*** Opening EXTRACTED RECORDS ***

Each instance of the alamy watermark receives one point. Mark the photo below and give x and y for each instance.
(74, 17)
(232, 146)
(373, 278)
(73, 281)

*** Closing EXTRACTED RECORDS ***

**ACTIVITY:** Please make an exact copy of the entries, down to the last character.

**RESPONSE TO THE EXERCISE:**
Each instance of the alamy watermark receives one point. Mark the photo below and give x and y for each instance.
(74, 17)
(232, 146)
(373, 278)
(73, 281)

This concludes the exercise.